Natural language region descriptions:
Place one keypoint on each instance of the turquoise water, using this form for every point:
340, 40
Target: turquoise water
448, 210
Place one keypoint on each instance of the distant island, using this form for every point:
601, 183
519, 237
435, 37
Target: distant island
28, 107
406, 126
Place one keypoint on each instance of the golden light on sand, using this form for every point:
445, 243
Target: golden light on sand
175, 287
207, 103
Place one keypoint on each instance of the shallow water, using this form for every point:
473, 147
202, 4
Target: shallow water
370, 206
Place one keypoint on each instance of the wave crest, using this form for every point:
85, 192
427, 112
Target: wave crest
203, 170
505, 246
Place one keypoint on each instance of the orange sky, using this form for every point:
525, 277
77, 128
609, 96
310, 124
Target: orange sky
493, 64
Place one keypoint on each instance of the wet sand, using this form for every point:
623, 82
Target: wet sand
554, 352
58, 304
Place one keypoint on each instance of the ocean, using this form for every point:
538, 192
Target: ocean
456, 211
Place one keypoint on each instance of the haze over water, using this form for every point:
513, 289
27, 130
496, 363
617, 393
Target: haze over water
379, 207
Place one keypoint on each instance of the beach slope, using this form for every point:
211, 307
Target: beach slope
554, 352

Description of the task: Word for word, transcribe the data shown above.

Result of this task:
Place one keypoint on each instance of the turquoise water, using this form for every point:
340, 40
Target: turquoise water
448, 210
Place one keypoint on each instance of the distant island, using this form for every point:
601, 183
519, 237
435, 37
Target: distant island
28, 107
406, 126
Place one keypoint on each instance of the golden light on sand, using this form for every point:
445, 243
Target: golden light on sand
175, 287
207, 103
Place one keypoint on each instance of the shallow water, using this form for every point:
473, 147
202, 4
Target: shallow water
370, 206
Place one keypoint on each instance of the wave crest, using this form for every point:
85, 192
427, 112
Target: wave crest
203, 170
505, 246
Place one keypoint on each instance of the orange sky, using this form for every point:
525, 277
77, 128
609, 96
310, 124
Target: orange sky
493, 64
Place one keypoint on each instance of the wet sand, using this form for every point:
623, 82
Target: wet sand
554, 352
58, 304
Place one keypoint on each instance of the ocean, using this form for every point:
538, 192
Target: ocean
456, 211
Place one keypoint on each instance of the haze over water, using this form for every point:
513, 289
27, 130
496, 363
617, 393
Target: haze over water
379, 207
Place one keypoint on each instance of the beach slope, using this form for every point:
211, 307
Target: beach slope
554, 352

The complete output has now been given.